**Given text:**
▼▼▼
Because medical transportation isn’t typically covered by the commercial insurance plans most Americans use, it’s unfamiliar to many people and could be seen as unnecessary, said Eliot Fishman, senior director of health policy for Families USA, a nonprofit, nonpartisan consumer health advocacy group.

Formerly a Medicaid official in the federal government, Fishman called the transportation program “vital” not only for children with severe disabilities, but also for non-elderly, low-income adults.

CMS released results of a 2014 survey of Medicaid users, which found that lack of transportation was the third-greatest barrier to care for adults with disabilities, with 12.2 percent of those patients reporting they couldn’t get a ride to a doctor’s office.

“This is not something to be trifled with lightly,” Fishman said. “We’re talking about a lifesaving aspect of the Medicaid program.”

About 3.6 million Americans miss or delay non-emergency medical care each year because of transportation problems, according to a 2005 study published by the National Academy of Sciences.

That same study analyzed costs for providing NEMT to patients facing 12 common medical conditions and found that providing additional transportation is cost-effective. For four of those conditions — prenatal care, asthma, heart disease and diabetes — medical transportation saved money when the total costs for both transportation and health care were tallied.

Medicaid is required to provide NEMT services using the most appropriate and least costly form of transportation, whether that’s taxis, vans or public transit.

Most states rely on NEMT brokers or managed-care organizations to administer the transportation services. Other states run the service directly, paying providers on a per-ride basis, while some use local ride services and pay independent taxi firms to shuttle patients.

Proponents of revamping NEMT note that disabled children like Maddie and other people with serious disabilities are in little danger of losing services. In Iowa and Indiana, Medicaid transportation remains available to several groups of patients, including those classified as “medically frail,” though the definition of who qualifies can vary widely.

In addition, one managed-care provider, Anthem, continues to transport Indiana Medicaid patients, despite the waiver that was first enacted in 2007.

Still, Medicaid clients like Fallon Kunz, 29, of Mishawaka, Ind., are often stuck. Kunz, who has cerebral palsy, migraine headaches and chronic pain, uses a power wheelchair. When she was a child, she qualified for door-to-door service to medical appointments, she said.

Today, she lives with her father, whose home is outside the route of a Medicaid transit van. Getting to and from medical appointments for her chronic condition is a constant struggle, she said. Taxis are too expensive: $35 each way for a wheelchair-enabled cab.

“The only way I can get rides to and from my doctor’s appointment is to ride the 2 miles in my wheelchair, despite all kinds of weather, from my home, across the bridge, to the grocery store,” she said. “Right outside the grocery store is the bus stop. I can catch the regular bus there.”

Sometimes, she’s in too much pain or the Indiana weather — warm and humid in the summer, frigid and windy in the winter — is too much to battle and she skips the appointment.

“Today I didn’t go because it was too cold and my legs hurt too much,” she said on a December Tuesday. “I didn’t feel like getting blown off the sidewalk.”

In Maddie Holt’s case, she was shuttled to Seattle Children’s on a rainy Tuesday morning in a medical van driven by Donavan Dunn, a 47-year-old former big-rig trucker. He works for Northwest Transport, one of several regional brokers that manage NEMT services for Washington state.
▲▲▲
**What the task asks:**
Please give the one-way cost of a wheelchair-enabled cab for Fallon Kunz, as stated in the Medicaid transportation text.

**Dataset:**
▼▼▼
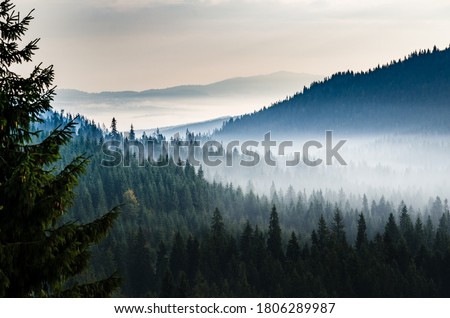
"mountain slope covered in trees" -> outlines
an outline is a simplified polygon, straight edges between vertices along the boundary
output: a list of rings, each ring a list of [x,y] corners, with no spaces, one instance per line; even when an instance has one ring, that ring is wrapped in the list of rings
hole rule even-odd
[[[39,128],[66,120],[54,113]],[[64,222],[88,221],[124,203],[81,275],[95,279],[116,269],[123,281],[117,296],[449,295],[446,200],[420,210],[364,196],[352,207],[351,194],[332,201],[320,190],[308,196],[291,188],[267,197],[209,183],[202,170],[171,158],[160,166],[140,167],[132,157],[129,166],[106,167],[103,141],[122,137],[77,122],[63,159],[92,157]]]
[[[230,120],[217,135],[448,133],[449,118],[450,48],[434,48],[366,72],[336,73],[269,108]]]

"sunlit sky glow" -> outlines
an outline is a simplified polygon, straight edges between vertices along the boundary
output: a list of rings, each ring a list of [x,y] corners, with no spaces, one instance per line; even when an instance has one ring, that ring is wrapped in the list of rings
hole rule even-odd
[[[450,43],[448,0],[20,0],[35,61],[89,92],[365,70]],[[18,3],[20,2],[20,3]]]

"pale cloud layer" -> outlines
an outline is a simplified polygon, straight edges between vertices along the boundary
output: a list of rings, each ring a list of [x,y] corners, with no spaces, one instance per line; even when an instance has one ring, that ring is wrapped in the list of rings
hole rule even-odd
[[[16,1],[18,2],[18,1]],[[21,0],[59,87],[143,90],[367,69],[450,43],[448,1]]]

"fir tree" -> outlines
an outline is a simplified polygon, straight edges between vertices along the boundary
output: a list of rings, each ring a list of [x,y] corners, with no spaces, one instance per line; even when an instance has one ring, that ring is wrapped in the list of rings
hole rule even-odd
[[[40,64],[28,77],[13,71],[38,49],[38,40],[20,48],[32,19],[31,12],[21,19],[11,1],[0,3],[0,297],[105,296],[117,278],[66,284],[86,268],[91,245],[107,234],[117,212],[89,224],[61,224],[87,159],[61,167],[60,147],[70,141],[73,121],[43,140],[33,129],[51,110],[54,72]]]
[[[267,238],[267,248],[274,259],[284,258],[281,247],[281,227],[278,220],[278,213],[275,206],[272,207],[269,221],[269,237]]]

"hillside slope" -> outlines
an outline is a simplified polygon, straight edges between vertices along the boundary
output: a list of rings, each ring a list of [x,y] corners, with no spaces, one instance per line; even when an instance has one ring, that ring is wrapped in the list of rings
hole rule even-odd
[[[360,73],[337,73],[259,112],[229,121],[219,135],[448,132],[450,48],[414,52]]]

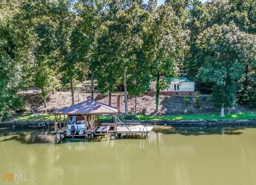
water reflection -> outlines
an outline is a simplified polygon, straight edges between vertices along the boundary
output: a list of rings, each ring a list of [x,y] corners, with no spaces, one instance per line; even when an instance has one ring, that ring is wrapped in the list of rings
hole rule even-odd
[[[210,134],[239,135],[243,133],[246,128],[255,128],[256,126],[223,126],[223,125],[201,125],[201,126],[155,126],[153,131],[156,133],[166,134],[179,134],[184,135],[199,135]],[[2,129],[0,130],[0,140],[5,141],[17,140],[23,143],[54,143],[53,130],[29,130],[29,129]],[[8,137],[8,136],[10,136]],[[151,135],[152,136],[152,135]],[[6,137],[7,136],[7,137]],[[93,140],[69,139],[64,140],[62,143],[81,142],[100,142],[109,140],[109,136],[95,138]],[[140,144],[143,149],[143,140]]]
[[[23,143],[54,143],[52,135],[53,131],[49,130],[28,130],[28,129],[6,129],[0,131],[0,136],[2,138],[1,141],[17,140]]]
[[[210,134],[239,135],[246,128],[255,128],[252,126],[155,126],[153,130],[164,134],[180,134],[185,135],[199,135]]]

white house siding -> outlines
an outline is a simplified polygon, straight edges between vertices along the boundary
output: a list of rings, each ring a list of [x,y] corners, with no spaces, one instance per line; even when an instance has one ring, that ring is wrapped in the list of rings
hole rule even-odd
[[[174,91],[174,84],[179,85],[179,90]],[[150,89],[151,91],[156,91],[156,83],[153,82],[150,84]],[[181,83],[175,83],[172,82],[170,87],[162,91],[173,92],[173,91],[195,91],[194,82],[182,82]]]
[[[180,86],[180,91],[195,91],[194,82],[183,82]]]

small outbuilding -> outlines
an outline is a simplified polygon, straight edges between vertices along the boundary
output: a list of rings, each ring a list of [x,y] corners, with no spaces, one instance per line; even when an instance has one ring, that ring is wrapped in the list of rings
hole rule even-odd
[[[187,78],[181,77],[179,78],[165,78],[161,76],[160,79],[165,79],[170,84],[169,87],[161,91],[162,95],[194,95],[195,82],[191,81]],[[156,82],[150,83],[150,89],[148,94],[149,95],[155,94],[156,92]]]

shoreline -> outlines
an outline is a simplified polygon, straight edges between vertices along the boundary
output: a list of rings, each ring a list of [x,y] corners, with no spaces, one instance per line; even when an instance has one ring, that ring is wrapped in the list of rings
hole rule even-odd
[[[125,123],[140,123],[142,125],[256,125],[256,119],[163,119],[163,120],[127,120]],[[0,123],[0,127],[38,128],[38,124],[44,124],[44,127],[54,126],[54,121],[50,120],[25,120]],[[63,124],[62,123],[62,124]]]

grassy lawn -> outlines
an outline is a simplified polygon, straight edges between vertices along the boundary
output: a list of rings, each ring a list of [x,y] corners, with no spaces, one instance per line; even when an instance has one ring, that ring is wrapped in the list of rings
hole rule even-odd
[[[256,119],[256,112],[244,112],[239,113],[226,113],[226,117],[220,117],[218,114],[213,115],[181,115],[181,116],[146,116],[138,115],[138,120],[164,120],[164,119]],[[62,116],[61,119],[63,119]],[[17,115],[12,119],[13,121],[31,120],[54,120],[53,114],[22,114]],[[101,122],[109,121],[111,119],[109,116],[100,116]],[[59,120],[59,117],[57,117],[57,120]],[[63,119],[62,119],[63,120]]]
[[[244,112],[239,113],[226,113],[226,116],[221,117],[218,114],[213,115],[182,115],[182,116],[145,116],[138,115],[139,120],[164,120],[164,119],[256,119],[256,112]]]

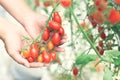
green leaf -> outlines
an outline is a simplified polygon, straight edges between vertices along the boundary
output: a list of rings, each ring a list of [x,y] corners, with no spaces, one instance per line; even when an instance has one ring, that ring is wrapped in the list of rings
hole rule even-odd
[[[108,51],[106,51],[105,55],[109,56],[109,57],[118,57],[118,56],[120,56],[120,51],[118,51],[118,50],[108,50]]]
[[[106,41],[107,41],[107,40],[111,40],[113,37],[114,37],[114,34],[109,34],[109,35],[107,36]]]
[[[92,55],[92,54],[83,54],[80,55],[76,58],[76,64],[82,64],[82,65],[86,65],[91,61],[95,61],[97,58],[97,55]]]
[[[104,60],[110,63],[114,63],[114,59],[120,56],[120,51],[117,50],[107,50],[103,56]]]
[[[110,71],[110,69],[108,67],[106,67],[105,71],[104,71],[103,80],[113,80],[112,74],[113,74],[112,71]]]

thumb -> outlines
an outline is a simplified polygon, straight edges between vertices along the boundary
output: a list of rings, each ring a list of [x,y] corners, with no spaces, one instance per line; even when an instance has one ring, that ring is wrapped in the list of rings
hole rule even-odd
[[[19,64],[22,64],[26,67],[30,67],[29,62],[23,58],[19,52],[14,52],[13,54],[10,54],[10,56]]]

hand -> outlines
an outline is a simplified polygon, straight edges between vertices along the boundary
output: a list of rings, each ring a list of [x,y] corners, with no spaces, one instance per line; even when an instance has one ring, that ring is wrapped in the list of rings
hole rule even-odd
[[[36,38],[40,33],[43,27],[45,26],[47,21],[47,17],[44,15],[40,15],[38,13],[31,13],[26,19],[24,20],[23,26],[25,27],[26,31],[32,38]],[[67,35],[63,36],[61,40],[61,45],[64,44],[67,40]],[[58,52],[63,52],[64,49],[60,47],[55,48]]]

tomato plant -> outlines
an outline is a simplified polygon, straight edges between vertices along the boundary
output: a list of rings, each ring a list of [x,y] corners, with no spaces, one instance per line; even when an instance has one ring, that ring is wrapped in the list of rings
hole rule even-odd
[[[52,37],[52,43],[55,45],[55,46],[58,46],[60,44],[60,35],[58,32],[55,32],[53,34],[53,37]]]
[[[43,35],[42,35],[42,38],[43,40],[47,41],[50,37],[50,32],[49,32],[49,29],[46,28],[46,30],[44,31]]]
[[[73,73],[74,76],[77,76],[78,75],[78,68],[74,67],[73,70],[72,70],[72,73]]]
[[[46,51],[42,52],[42,58],[44,63],[50,63],[51,61],[51,55]]]
[[[49,21],[49,26],[53,30],[59,30],[61,27],[60,24],[58,22],[55,22],[55,21]]]

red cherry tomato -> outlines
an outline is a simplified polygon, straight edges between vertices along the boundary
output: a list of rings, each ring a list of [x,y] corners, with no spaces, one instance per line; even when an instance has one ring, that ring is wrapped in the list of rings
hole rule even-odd
[[[59,32],[59,34],[60,34],[60,35],[64,35],[64,33],[65,33],[65,31],[64,31],[64,29],[63,29],[63,27],[60,27],[60,29],[59,29],[59,31],[58,31],[58,32]]]
[[[52,60],[56,60],[56,52],[50,52]]]
[[[34,61],[34,59],[30,56],[27,58],[28,62],[32,63]]]
[[[101,37],[103,40],[105,40],[105,39],[106,39],[106,34],[105,34],[104,32],[102,32],[102,33],[100,34],[100,37]]]
[[[68,8],[72,4],[72,0],[59,0],[63,7]]]
[[[77,76],[78,68],[74,67],[73,70],[72,70],[72,73],[73,73],[74,76]]]
[[[43,35],[42,35],[42,38],[44,41],[47,41],[50,37],[50,31],[48,28],[46,28],[46,30],[44,31]]]
[[[60,17],[58,12],[54,12],[53,21],[58,22],[59,24],[61,24],[62,20],[61,20],[61,17]]]
[[[52,50],[54,48],[54,45],[53,45],[52,41],[48,42],[47,47],[48,47],[49,50]]]
[[[103,41],[99,41],[99,46],[103,47]]]
[[[116,4],[120,4],[120,0],[114,0]]]
[[[30,46],[30,55],[33,59],[36,59],[38,57],[38,53],[39,53],[39,48],[37,45],[32,44]]]
[[[23,51],[21,52],[21,55],[22,55],[24,58],[28,58],[28,57],[30,56],[28,50],[23,50]]]
[[[46,51],[42,52],[42,58],[44,63],[50,63],[51,61],[51,55]]]
[[[40,55],[38,56],[37,61],[38,61],[38,62],[43,62],[42,54],[40,54]]]
[[[61,25],[55,21],[49,21],[49,26],[50,28],[52,28],[53,30],[59,30]]]
[[[55,45],[55,46],[58,46],[60,44],[60,35],[58,32],[55,32],[53,34],[53,37],[52,37],[52,43]]]

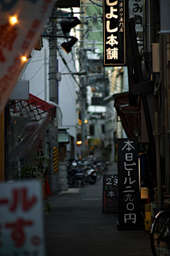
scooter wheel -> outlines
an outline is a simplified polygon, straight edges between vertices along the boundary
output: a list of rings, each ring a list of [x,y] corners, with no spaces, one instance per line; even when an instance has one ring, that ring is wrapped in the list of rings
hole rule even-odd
▲▲▲
**Output for this task:**
$35 each way.